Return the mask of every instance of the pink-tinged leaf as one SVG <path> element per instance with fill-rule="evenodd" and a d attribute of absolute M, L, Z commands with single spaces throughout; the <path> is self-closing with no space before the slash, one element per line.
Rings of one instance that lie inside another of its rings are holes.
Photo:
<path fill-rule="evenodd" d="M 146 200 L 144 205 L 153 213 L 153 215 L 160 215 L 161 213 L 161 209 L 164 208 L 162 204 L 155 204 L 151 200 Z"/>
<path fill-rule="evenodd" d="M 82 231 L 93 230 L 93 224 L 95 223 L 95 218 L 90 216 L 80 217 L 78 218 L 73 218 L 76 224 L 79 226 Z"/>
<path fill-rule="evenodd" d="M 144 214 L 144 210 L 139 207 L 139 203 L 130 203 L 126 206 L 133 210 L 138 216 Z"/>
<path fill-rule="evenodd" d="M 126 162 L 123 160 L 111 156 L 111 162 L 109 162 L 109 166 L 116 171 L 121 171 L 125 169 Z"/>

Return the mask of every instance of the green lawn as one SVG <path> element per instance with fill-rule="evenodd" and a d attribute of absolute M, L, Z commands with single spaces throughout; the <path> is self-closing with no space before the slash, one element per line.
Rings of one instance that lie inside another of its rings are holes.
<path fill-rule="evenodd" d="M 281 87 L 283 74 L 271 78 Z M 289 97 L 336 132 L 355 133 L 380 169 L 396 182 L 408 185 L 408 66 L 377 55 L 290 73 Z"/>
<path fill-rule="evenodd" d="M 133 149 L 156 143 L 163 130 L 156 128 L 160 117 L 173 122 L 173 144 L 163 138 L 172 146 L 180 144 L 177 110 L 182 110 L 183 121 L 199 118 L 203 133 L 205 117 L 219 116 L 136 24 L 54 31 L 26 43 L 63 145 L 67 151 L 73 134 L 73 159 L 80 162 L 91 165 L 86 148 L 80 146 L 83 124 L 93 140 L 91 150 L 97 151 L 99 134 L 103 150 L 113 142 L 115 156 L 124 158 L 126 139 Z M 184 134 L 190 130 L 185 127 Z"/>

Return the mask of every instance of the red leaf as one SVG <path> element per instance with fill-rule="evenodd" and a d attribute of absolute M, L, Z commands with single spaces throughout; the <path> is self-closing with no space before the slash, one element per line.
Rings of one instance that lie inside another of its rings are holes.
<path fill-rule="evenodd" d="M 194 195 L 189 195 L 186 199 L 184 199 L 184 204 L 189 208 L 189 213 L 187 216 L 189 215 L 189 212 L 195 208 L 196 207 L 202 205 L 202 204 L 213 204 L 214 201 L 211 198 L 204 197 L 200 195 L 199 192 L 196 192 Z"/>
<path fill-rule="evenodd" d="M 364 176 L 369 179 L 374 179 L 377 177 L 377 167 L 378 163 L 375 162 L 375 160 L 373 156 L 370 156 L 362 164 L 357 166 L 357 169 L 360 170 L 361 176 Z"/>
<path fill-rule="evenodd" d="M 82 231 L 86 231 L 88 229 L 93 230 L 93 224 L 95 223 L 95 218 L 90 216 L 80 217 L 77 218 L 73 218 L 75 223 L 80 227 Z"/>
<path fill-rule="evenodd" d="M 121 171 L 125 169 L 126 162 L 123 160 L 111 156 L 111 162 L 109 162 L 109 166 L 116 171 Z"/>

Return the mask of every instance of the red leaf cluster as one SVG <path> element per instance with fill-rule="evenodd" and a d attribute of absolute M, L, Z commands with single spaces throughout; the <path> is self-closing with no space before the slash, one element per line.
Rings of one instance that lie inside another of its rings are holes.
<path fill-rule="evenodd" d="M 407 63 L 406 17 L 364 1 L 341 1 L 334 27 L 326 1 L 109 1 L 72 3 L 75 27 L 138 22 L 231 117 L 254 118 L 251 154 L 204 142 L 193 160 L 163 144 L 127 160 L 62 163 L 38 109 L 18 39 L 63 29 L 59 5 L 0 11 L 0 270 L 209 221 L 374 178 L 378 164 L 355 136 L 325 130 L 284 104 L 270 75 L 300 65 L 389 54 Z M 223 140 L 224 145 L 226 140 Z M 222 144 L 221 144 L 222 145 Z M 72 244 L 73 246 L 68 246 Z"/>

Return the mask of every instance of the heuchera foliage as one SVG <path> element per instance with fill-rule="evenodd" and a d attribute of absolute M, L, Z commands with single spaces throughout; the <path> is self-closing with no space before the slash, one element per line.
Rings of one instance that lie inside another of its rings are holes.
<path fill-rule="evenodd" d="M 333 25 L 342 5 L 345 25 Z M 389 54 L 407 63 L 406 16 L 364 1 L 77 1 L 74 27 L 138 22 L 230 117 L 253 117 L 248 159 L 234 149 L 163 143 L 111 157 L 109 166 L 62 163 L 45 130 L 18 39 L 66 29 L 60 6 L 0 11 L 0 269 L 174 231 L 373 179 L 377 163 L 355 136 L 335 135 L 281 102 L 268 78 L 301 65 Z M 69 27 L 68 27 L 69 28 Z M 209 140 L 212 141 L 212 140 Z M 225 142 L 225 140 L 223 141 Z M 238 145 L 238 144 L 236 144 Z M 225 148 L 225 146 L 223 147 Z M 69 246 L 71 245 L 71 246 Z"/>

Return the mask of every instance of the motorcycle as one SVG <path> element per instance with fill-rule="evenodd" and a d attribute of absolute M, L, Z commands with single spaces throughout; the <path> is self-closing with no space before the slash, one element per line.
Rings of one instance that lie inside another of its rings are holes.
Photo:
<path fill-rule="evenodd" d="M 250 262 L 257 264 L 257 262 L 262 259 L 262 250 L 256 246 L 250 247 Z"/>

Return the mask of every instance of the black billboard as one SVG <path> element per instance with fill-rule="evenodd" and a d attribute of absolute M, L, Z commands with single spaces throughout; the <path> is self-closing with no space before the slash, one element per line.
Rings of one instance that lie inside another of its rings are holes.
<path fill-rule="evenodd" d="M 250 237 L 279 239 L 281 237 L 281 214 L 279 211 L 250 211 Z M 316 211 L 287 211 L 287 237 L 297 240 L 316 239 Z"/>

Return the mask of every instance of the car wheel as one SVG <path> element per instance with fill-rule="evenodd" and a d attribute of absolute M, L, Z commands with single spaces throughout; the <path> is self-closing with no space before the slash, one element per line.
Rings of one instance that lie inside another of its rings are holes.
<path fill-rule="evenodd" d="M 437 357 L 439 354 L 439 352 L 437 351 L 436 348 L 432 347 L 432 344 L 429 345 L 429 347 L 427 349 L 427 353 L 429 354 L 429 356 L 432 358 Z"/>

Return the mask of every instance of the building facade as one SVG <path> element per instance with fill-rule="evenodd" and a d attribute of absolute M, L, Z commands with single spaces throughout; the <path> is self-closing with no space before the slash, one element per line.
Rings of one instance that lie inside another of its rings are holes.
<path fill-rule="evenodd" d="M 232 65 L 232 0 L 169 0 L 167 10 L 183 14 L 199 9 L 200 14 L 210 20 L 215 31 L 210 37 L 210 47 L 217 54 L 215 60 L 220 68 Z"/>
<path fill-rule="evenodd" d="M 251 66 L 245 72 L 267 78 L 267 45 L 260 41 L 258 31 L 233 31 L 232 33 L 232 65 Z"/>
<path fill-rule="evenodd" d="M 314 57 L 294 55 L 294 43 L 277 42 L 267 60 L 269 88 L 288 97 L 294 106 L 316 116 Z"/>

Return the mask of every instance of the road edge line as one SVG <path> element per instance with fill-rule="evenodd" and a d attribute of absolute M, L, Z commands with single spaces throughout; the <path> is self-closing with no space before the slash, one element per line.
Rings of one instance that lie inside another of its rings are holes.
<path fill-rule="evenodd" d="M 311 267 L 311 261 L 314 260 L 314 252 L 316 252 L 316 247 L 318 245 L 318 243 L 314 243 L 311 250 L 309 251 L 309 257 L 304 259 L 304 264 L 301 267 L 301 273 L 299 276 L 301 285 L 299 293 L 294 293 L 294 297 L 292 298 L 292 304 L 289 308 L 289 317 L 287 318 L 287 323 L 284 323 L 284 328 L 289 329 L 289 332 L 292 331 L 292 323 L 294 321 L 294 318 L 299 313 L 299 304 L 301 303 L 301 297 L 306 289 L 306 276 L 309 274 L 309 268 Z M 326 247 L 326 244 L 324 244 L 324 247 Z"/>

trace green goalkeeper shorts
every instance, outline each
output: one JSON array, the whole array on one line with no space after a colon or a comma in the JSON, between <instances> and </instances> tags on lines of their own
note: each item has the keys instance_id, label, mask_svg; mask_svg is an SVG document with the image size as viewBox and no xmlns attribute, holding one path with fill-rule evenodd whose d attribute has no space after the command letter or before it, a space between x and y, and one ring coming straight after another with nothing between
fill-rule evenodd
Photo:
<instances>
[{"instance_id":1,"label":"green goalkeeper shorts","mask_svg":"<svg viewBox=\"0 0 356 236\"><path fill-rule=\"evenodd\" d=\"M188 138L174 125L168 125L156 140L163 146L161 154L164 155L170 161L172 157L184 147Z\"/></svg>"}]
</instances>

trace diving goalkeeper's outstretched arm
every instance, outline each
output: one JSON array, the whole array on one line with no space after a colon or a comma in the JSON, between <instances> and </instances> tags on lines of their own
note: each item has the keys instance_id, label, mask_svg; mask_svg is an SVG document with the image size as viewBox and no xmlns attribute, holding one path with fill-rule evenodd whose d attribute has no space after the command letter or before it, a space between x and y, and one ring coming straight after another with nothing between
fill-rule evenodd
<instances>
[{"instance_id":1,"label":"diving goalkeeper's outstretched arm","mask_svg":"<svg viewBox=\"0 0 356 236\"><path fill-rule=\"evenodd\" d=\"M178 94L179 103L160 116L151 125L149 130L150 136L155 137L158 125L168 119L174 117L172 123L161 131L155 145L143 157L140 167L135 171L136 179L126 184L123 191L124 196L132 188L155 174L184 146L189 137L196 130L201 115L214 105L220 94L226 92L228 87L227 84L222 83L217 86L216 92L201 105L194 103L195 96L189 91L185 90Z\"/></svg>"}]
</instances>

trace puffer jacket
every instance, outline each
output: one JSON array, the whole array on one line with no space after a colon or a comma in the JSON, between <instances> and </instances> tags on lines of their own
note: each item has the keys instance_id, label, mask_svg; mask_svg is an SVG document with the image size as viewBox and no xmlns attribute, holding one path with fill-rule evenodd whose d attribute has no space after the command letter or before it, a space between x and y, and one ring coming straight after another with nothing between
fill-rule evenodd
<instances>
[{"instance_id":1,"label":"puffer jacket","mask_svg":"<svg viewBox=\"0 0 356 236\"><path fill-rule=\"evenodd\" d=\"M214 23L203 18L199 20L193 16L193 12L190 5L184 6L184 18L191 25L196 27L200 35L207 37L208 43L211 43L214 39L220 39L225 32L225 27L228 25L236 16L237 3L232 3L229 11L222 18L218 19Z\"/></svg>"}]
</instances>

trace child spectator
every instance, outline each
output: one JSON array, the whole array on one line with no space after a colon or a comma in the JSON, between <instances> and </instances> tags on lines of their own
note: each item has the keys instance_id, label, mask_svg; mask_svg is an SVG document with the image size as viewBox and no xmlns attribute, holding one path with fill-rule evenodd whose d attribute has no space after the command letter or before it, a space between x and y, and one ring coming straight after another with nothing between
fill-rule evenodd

____________________

Work to complete
Please extract the lines of the records from the line with "Return the mask of every instance of the black" up to and including the line with "314 57 L 294", and repeat them exactly.

Exercise solution
Return the mask of every instance of the black billboard as one SVG <path> element per instance with fill-rule="evenodd" and a d attribute of absolute M, L, Z commands with single spaces throughout; the <path> is self-closing with no space before the slash, one element per line.
Rings of one instance that lie inside another of its rings are holes.
<path fill-rule="evenodd" d="M 250 237 L 279 239 L 281 237 L 281 214 L 279 211 L 250 211 Z M 316 211 L 287 211 L 287 237 L 297 240 L 316 239 Z"/>

Return the mask of every instance of the car wheel as one SVG <path> element per instance with fill-rule="evenodd" and a d attribute of absolute M, L, Z commands with single spaces throughout; the <path> is self-closing with no space before the slash, one element per line.
Rings of one instance that lie inside another of its rings are holes.
<path fill-rule="evenodd" d="M 437 357 L 439 354 L 439 352 L 437 351 L 436 348 L 432 347 L 432 344 L 429 345 L 429 347 L 427 349 L 427 353 L 429 354 L 429 356 L 432 358 Z"/>

Return the mask of every instance of the building facade as one SVG <path> element per instance with fill-rule="evenodd" and a d attribute of absolute M, L, Z commands with single spaces throughout; the <path> is self-closing with no space before the slash, one element per line.
Rings of one instance that lie inside another of its rings are holes.
<path fill-rule="evenodd" d="M 232 65 L 232 0 L 169 0 L 167 10 L 183 14 L 199 9 L 200 14 L 210 20 L 215 31 L 210 37 L 210 47 L 217 54 L 215 60 L 220 68 Z"/>
<path fill-rule="evenodd" d="M 251 66 L 245 72 L 267 78 L 267 45 L 260 41 L 258 31 L 233 31 L 232 33 L 232 65 Z"/>
<path fill-rule="evenodd" d="M 314 57 L 294 55 L 294 43 L 277 42 L 267 60 L 269 88 L 288 97 L 294 106 L 316 116 Z"/>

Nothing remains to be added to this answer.